Coordinate labeling data

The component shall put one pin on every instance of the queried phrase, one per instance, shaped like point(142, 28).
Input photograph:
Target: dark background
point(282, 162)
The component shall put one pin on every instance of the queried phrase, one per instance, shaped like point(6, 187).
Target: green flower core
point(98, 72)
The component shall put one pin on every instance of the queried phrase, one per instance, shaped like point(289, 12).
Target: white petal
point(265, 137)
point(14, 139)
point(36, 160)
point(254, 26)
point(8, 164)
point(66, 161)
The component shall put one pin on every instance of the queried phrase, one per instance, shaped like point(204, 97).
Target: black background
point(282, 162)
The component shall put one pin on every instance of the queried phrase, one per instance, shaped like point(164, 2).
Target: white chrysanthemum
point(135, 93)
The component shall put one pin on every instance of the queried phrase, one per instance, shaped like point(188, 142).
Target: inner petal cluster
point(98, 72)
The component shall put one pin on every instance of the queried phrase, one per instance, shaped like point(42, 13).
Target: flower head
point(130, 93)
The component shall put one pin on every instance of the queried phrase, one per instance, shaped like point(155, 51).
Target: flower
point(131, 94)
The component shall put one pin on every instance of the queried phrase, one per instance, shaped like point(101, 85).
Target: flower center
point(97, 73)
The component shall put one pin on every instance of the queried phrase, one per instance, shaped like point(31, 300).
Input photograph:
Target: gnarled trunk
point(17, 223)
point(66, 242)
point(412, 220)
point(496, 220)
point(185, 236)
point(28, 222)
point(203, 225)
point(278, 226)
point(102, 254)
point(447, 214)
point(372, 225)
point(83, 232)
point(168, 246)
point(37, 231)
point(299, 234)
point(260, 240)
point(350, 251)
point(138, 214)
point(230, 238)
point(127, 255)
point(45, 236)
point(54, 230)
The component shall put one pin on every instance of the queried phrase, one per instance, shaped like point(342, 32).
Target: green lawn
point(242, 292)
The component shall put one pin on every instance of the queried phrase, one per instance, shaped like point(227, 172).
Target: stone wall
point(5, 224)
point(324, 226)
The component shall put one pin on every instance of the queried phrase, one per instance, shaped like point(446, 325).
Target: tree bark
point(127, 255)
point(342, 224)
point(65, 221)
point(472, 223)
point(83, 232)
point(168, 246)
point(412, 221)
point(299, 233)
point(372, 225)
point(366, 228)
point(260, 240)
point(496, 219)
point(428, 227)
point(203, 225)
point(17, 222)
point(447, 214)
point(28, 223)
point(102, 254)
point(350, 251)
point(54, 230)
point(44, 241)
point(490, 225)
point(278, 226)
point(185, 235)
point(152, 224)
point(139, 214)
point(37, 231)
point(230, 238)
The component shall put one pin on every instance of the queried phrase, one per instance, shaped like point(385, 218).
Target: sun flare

__The problem__: Repeat, with no changes, each line from the one with "like point(155, 51)." to the end of the listing, including both ends and nothing else.

__Exercise response__:
The component shall put one pin on every instance of the queried phrase, one per instance, shaped like point(155, 51).
Target: flower
point(131, 94)
The component shall put one pin on every instance of the queried phrase, one per instance, shaped like point(101, 85).
Target: flower center
point(97, 73)
The component shall put one pin on every instance of the queried phrase, one per instance, shaped like point(31, 300).
Input photograph:
Target: gnarled trunk
point(17, 223)
point(66, 242)
point(412, 220)
point(496, 220)
point(185, 236)
point(28, 222)
point(203, 225)
point(278, 226)
point(102, 254)
point(447, 214)
point(372, 225)
point(83, 232)
point(168, 246)
point(37, 231)
point(299, 234)
point(260, 240)
point(350, 251)
point(138, 214)
point(230, 238)
point(127, 255)
point(45, 236)
point(54, 230)
The component shall put one pin on every instance of the queried phrase, one per instance, shaped like point(342, 32).
Target: green lawn
point(242, 292)
The component shall put one pin on every instance of the queried phrase, one per instance, shaped like point(227, 172).
Target: stone wall
point(5, 224)
point(324, 226)
The component shall put one pin on every instance of the queried phrase, one per instance, shaped like point(446, 325).
Target: tree bark
point(127, 255)
point(342, 224)
point(65, 221)
point(472, 223)
point(83, 232)
point(168, 246)
point(412, 221)
point(299, 233)
point(372, 225)
point(366, 228)
point(260, 240)
point(496, 219)
point(428, 227)
point(203, 225)
point(17, 222)
point(447, 214)
point(28, 223)
point(102, 254)
point(350, 251)
point(54, 230)
point(44, 241)
point(490, 225)
point(278, 226)
point(185, 235)
point(152, 224)
point(139, 214)
point(37, 231)
point(230, 238)
The component shall put one pin on every instance of the queried phrase, one per instance, shaped like point(385, 218).
Target: sun flare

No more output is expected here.